Change every "Indicate" in the listing below to "Mark" and write out the whole listing again with nothing else altered. Leave out the pictures.
------------------------------------------------
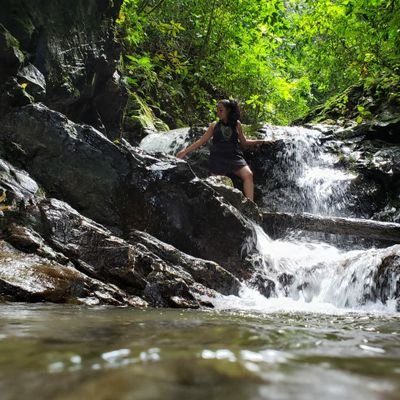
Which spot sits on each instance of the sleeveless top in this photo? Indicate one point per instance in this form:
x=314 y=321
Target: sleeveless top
x=226 y=156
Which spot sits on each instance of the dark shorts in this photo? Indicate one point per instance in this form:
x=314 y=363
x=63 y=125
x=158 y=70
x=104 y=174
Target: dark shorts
x=225 y=162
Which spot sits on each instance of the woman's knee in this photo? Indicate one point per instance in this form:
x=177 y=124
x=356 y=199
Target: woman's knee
x=247 y=174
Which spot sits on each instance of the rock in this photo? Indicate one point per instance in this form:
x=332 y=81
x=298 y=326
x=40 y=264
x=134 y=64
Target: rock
x=32 y=278
x=72 y=46
x=34 y=81
x=386 y=280
x=145 y=270
x=124 y=188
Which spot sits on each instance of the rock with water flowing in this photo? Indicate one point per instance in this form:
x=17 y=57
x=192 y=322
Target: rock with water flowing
x=122 y=187
x=50 y=252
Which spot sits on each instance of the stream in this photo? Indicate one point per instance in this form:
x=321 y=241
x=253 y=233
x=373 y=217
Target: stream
x=320 y=335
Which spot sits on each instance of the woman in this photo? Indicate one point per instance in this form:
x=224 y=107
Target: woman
x=225 y=154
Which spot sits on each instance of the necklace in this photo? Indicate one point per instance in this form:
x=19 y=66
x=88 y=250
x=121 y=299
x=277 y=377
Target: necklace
x=226 y=131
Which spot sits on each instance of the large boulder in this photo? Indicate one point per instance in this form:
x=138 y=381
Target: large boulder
x=71 y=57
x=49 y=252
x=124 y=188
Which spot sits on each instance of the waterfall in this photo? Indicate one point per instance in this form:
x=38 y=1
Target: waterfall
x=303 y=177
x=321 y=273
x=302 y=273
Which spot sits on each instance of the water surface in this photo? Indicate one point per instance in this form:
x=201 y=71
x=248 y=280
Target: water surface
x=72 y=352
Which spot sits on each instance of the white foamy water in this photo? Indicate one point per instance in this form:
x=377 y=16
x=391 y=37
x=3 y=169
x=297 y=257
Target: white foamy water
x=308 y=180
x=319 y=278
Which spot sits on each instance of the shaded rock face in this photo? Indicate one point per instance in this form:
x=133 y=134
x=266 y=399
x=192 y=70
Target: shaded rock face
x=122 y=187
x=71 y=58
x=50 y=252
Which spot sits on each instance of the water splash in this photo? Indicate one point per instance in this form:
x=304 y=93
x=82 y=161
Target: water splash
x=305 y=177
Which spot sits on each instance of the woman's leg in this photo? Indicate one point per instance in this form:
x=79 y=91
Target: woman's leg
x=247 y=177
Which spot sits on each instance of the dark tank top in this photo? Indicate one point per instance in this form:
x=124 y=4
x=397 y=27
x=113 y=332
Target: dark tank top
x=225 y=154
x=224 y=134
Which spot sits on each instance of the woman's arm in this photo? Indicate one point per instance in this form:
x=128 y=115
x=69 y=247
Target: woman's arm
x=249 y=142
x=198 y=143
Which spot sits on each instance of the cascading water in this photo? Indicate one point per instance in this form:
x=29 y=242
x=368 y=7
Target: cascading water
x=303 y=177
x=308 y=275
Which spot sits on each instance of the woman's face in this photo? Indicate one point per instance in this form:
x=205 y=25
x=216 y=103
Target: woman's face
x=222 y=112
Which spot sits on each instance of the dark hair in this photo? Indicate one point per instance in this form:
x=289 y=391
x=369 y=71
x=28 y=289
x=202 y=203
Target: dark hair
x=232 y=106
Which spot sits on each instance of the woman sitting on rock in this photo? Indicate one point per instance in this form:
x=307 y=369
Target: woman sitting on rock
x=226 y=156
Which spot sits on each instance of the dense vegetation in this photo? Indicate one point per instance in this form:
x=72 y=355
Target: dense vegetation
x=277 y=57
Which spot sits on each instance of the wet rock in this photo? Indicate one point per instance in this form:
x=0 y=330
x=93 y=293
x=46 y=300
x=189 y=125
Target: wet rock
x=386 y=280
x=124 y=188
x=32 y=278
x=11 y=57
x=51 y=231
x=71 y=45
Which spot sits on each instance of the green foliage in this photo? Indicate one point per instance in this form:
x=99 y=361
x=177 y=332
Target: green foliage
x=276 y=57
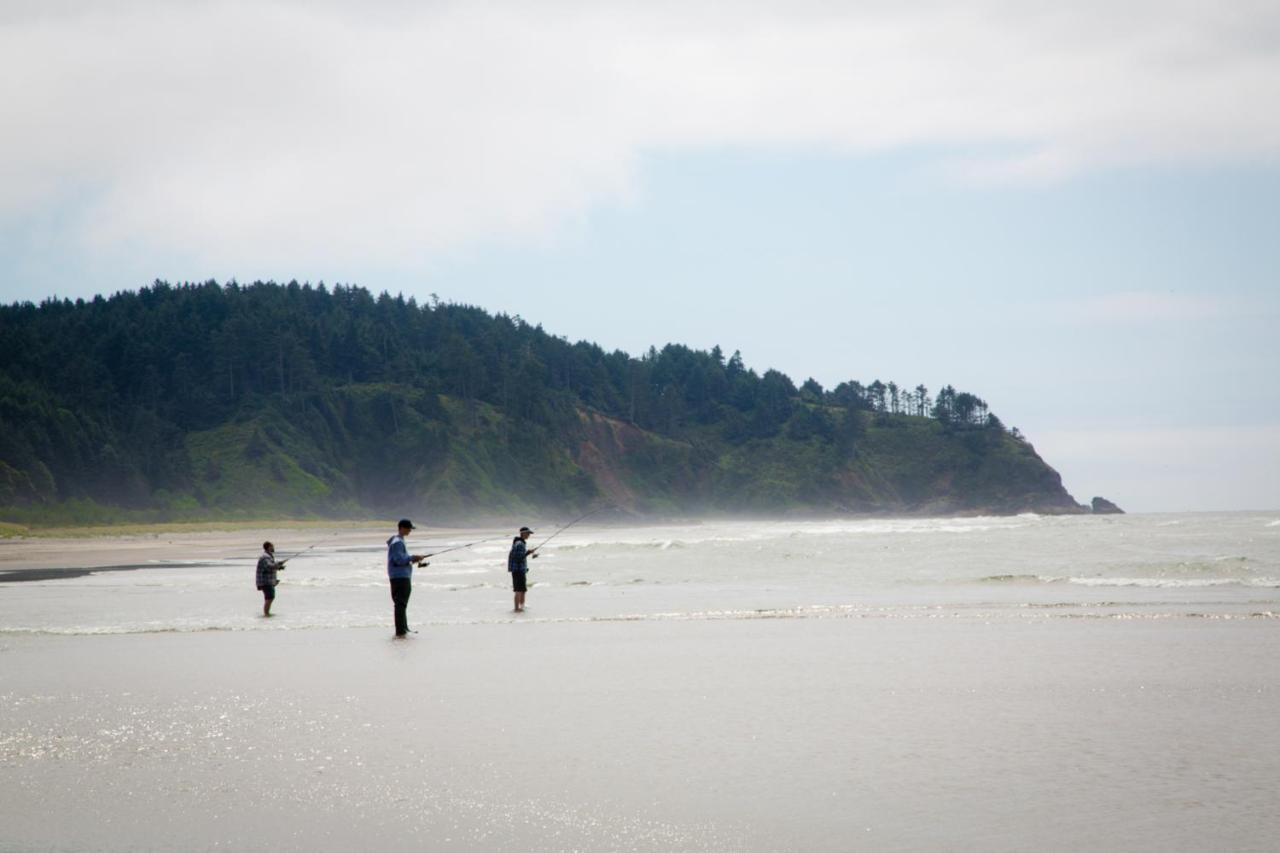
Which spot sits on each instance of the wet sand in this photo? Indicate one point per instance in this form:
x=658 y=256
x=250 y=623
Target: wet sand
x=728 y=735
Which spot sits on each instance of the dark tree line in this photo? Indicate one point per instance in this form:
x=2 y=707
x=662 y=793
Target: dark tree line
x=103 y=391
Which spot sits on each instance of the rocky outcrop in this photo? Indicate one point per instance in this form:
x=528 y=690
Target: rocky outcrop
x=1102 y=506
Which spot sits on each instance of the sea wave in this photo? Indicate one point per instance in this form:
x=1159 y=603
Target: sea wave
x=1153 y=583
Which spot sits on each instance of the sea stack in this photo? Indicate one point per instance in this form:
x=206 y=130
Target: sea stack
x=1102 y=506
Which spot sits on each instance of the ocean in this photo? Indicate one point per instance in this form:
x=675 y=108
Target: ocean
x=981 y=683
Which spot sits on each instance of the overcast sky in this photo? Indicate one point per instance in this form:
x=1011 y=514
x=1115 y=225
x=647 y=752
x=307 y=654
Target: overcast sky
x=1069 y=209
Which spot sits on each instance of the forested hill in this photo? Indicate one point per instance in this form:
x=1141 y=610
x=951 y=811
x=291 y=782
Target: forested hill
x=201 y=401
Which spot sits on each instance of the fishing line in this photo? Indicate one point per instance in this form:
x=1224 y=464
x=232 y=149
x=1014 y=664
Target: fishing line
x=435 y=553
x=581 y=518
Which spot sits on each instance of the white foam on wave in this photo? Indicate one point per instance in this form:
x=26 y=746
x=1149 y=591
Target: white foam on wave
x=1174 y=583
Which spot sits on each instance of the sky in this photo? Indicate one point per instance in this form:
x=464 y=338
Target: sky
x=1073 y=213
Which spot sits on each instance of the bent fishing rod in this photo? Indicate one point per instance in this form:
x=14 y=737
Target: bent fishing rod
x=581 y=518
x=437 y=553
x=307 y=548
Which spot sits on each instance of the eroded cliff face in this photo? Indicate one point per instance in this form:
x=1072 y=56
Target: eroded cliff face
x=914 y=469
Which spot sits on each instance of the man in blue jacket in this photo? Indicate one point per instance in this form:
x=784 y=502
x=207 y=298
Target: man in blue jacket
x=400 y=570
x=517 y=564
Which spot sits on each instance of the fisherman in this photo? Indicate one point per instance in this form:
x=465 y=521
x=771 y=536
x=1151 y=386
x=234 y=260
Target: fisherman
x=400 y=570
x=266 y=579
x=517 y=564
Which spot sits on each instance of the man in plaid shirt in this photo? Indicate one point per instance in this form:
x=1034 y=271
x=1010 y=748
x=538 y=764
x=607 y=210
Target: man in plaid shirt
x=266 y=579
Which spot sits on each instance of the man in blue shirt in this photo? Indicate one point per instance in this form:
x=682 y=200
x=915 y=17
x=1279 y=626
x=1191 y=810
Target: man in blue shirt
x=400 y=570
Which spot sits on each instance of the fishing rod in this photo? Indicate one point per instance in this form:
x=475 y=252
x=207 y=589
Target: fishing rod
x=581 y=518
x=435 y=553
x=307 y=548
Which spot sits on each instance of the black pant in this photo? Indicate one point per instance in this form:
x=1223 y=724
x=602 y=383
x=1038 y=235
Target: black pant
------------------------------------------------
**Solution for this task:**
Which spot sits on each instance of the sleeveless top in this photo? Mark one point per instance in this form:
x=314 y=321
Target: sleeveless top
x=226 y=156
Which spot sits on each instance of the dark shorts in this photo? Mark one point per instance in this form:
x=314 y=363
x=63 y=125
x=158 y=70
x=104 y=174
Target: dark shorts
x=225 y=162
Which spot sits on each instance of the woman's knee in this photo? Mark one point per instance in this form:
x=177 y=124
x=356 y=199
Target: woman's knee
x=247 y=174
Which spot sits on each instance of the rock in this photo? Mark one point per instance in this form:
x=332 y=81
x=298 y=326
x=40 y=264
x=134 y=64
Target: rock
x=32 y=278
x=72 y=46
x=34 y=81
x=386 y=280
x=145 y=270
x=124 y=188
Which spot sits on each instance of the rock with water flowing in this photo? Mark one point per instance in this form:
x=17 y=57
x=192 y=322
Target: rock with water flowing
x=122 y=187
x=50 y=252
Which spot sits on each instance of the stream in this photo? Mark one point per instance in this form:
x=321 y=241
x=253 y=233
x=373 y=217
Target: stream
x=320 y=335
Which spot sits on each instance of the woman in this photo? Mark one point per instance in this form:
x=224 y=107
Target: woman
x=225 y=154
Which spot sits on each instance of the necklace in this photo? Mark one point per instance in this form:
x=19 y=66
x=88 y=250
x=121 y=299
x=277 y=377
Target: necklace
x=226 y=131
Which spot sits on each instance of the large boulder in this photo? Mark one point per instance in this form:
x=138 y=381
Target: large boulder
x=71 y=57
x=49 y=252
x=124 y=188
Which spot sits on each instance of the waterfall in this photo? Mark one point per instance in this form:
x=38 y=1
Target: waterfall
x=303 y=177
x=321 y=273
x=302 y=273
Which spot sits on each instance of the water surface in this photo? Mark one point per instance in this form:
x=201 y=71
x=248 y=280
Target: water surface
x=72 y=352
Which spot sits on each instance of the white foamy water in this photo? Mark one point per instance in this form:
x=377 y=16
x=391 y=37
x=3 y=169
x=297 y=257
Target: white foamy water
x=308 y=180
x=319 y=278
Which spot sits on each instance of the shaded rock face in this photo? Mark one point per instance in this form:
x=133 y=134
x=266 y=399
x=192 y=70
Target: shaded rock face
x=122 y=187
x=71 y=58
x=50 y=252
Which spot sits on each instance of the water splash in this photo? Mark one point per instance in this form:
x=304 y=93
x=82 y=161
Target: water splash
x=305 y=177
Which spot sits on each instance of the woman's leg in this photo? Mark one point per instance in this form:
x=79 y=91
Target: woman's leg
x=247 y=177
Which spot sits on each instance of the dark tank top in this photo? Mark one point per instance in this form:
x=124 y=4
x=397 y=27
x=113 y=332
Target: dark tank top
x=225 y=154
x=224 y=134
Which spot sits on each instance of the woman's arm in this photo? Mark one point per instance in this form:
x=128 y=115
x=69 y=247
Target: woman's arm
x=249 y=142
x=198 y=143
Which spot sits on each instance of the cascading water in this photo? Mark one point per instance in this form:
x=29 y=242
x=368 y=7
Target: cascading water
x=303 y=177
x=308 y=275
Which spot sits on each instance of the woman's face in this photo? Mark one point per instance in this form:
x=205 y=25
x=216 y=103
Target: woman's face
x=222 y=112
Which spot sits on each instance of the dark hair in this photo? Mark one point per instance in this form:
x=289 y=391
x=369 y=71
x=28 y=289
x=202 y=203
Target: dark hair
x=232 y=106
Which spot sits on each instance of the woman sitting on rock in this photo? Mark one point per instance in this form:
x=307 y=369
Target: woman sitting on rock
x=226 y=156
Which spot sits on each instance of the dense vegetation in this photo? Mark one point per instance in this form:
x=72 y=355
Target: dense vegetation
x=277 y=57
Which spot sits on each instance of the wet rock in this photo? Mark one point per instance in this form:
x=0 y=330
x=93 y=293
x=46 y=300
x=189 y=125
Target: wet rock
x=386 y=280
x=124 y=188
x=32 y=278
x=11 y=57
x=51 y=231
x=71 y=45
Which spot sits on each instance of the green foliage in this photo? Mark one point per instance in this form:
x=99 y=361
x=177 y=332
Target: green foliage
x=276 y=57
Which spot sits on each instance of the wet sand in this photo? Mark one point per instance in this form:
x=658 y=256
x=250 y=623
Target: wet sand
x=728 y=735
Which spot sits on each instance of the dark tree line in this photo? Mark one point per instance in this form:
x=2 y=707
x=662 y=793
Target: dark tree line
x=103 y=391
Which spot sits on each instance of the rocky outcrop in this photo? Mark one point per instance in this form:
x=528 y=690
Target: rocky outcrop
x=1102 y=506
Which spot sits on each instance of the sea wave in this photo? Mark one point per instance in this form:
x=1159 y=603
Target: sea wave
x=1153 y=583
Which spot sits on each instance of the sea stack in this photo? Mark one point per instance in this form:
x=206 y=130
Target: sea stack
x=1102 y=506
Which spot sits on each instance of the ocean in this photo? Mark one point per instance in this form:
x=675 y=108
Target: ocean
x=981 y=683
Which spot sits on each instance of the overcast sky in this photo? Mark one point per instance in this form:
x=1011 y=514
x=1115 y=225
x=647 y=752
x=307 y=654
Target: overcast sky
x=1069 y=209
Which spot sits on each instance of the forested hill in this photo? Mark one point per instance in this form:
x=1141 y=610
x=951 y=811
x=291 y=782
Target: forested hill
x=201 y=401
Which spot sits on each instance of the fishing line in this photo? Mark one point per instance in this form:
x=1224 y=464
x=232 y=149
x=1014 y=664
Target: fishing line
x=435 y=553
x=581 y=518
Which spot sits on each instance of the white foam on wave in this photo? Mark one point per instance in this form:
x=26 y=746
x=1149 y=591
Target: white foam on wave
x=1174 y=583
Which spot sits on each instance of the sky in this photo? Mark one point per instance in this form:
x=464 y=338
Target: sky
x=1073 y=213
Which spot sits on each instance of the bent fishing rod in this photo? Mark one point per instance in this form:
x=14 y=737
Target: bent fishing rod
x=581 y=518
x=437 y=553
x=307 y=548
Which spot sits on each instance of the eroded cliff face in this photo? Mark one point per instance in this form:
x=1072 y=56
Target: eroded cliff face
x=914 y=469
Which spot sits on each instance of the man in blue jacket in this photo? Mark one point per instance in this form:
x=784 y=502
x=207 y=298
Target: man in blue jacket
x=400 y=570
x=517 y=564
Which spot sits on each instance of the fisherman in this photo? Mark one point per instance in this form:
x=465 y=521
x=771 y=536
x=1151 y=386
x=234 y=260
Target: fisherman
x=400 y=570
x=266 y=579
x=517 y=564
Which spot sits on each instance of the man in plaid shirt in this photo? Mark one point per instance in this form:
x=1034 y=271
x=1010 y=748
x=538 y=764
x=607 y=210
Target: man in plaid shirt
x=266 y=579
Which spot sits on each instance of the man in blue shirt in this photo? Mark one point per instance in this form:
x=682 y=200
x=915 y=17
x=1279 y=626
x=1191 y=810
Target: man in blue shirt
x=400 y=570
Which spot sits on each instance of the fishing rod in this photo? Mark one point per instance in this form:
x=475 y=252
x=207 y=589
Target: fishing rod
x=581 y=518
x=435 y=553
x=307 y=548
Which spot sits on each instance of the black pant in this photo? Mark one point per instance in this form:
x=1223 y=724
x=602 y=383
x=1038 y=235
Target: black pant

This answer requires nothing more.